Work instructions:
Copy all the records again, swapping every "woman" for "person" and changing nothing else.

Pointing and labeling entries:
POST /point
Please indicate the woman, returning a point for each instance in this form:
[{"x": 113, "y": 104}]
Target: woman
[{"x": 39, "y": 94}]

Exercise result:
POST /point
Please indicate the person, returning a point for each instance in this form:
[{"x": 113, "y": 104}]
Target: person
[{"x": 39, "y": 94}]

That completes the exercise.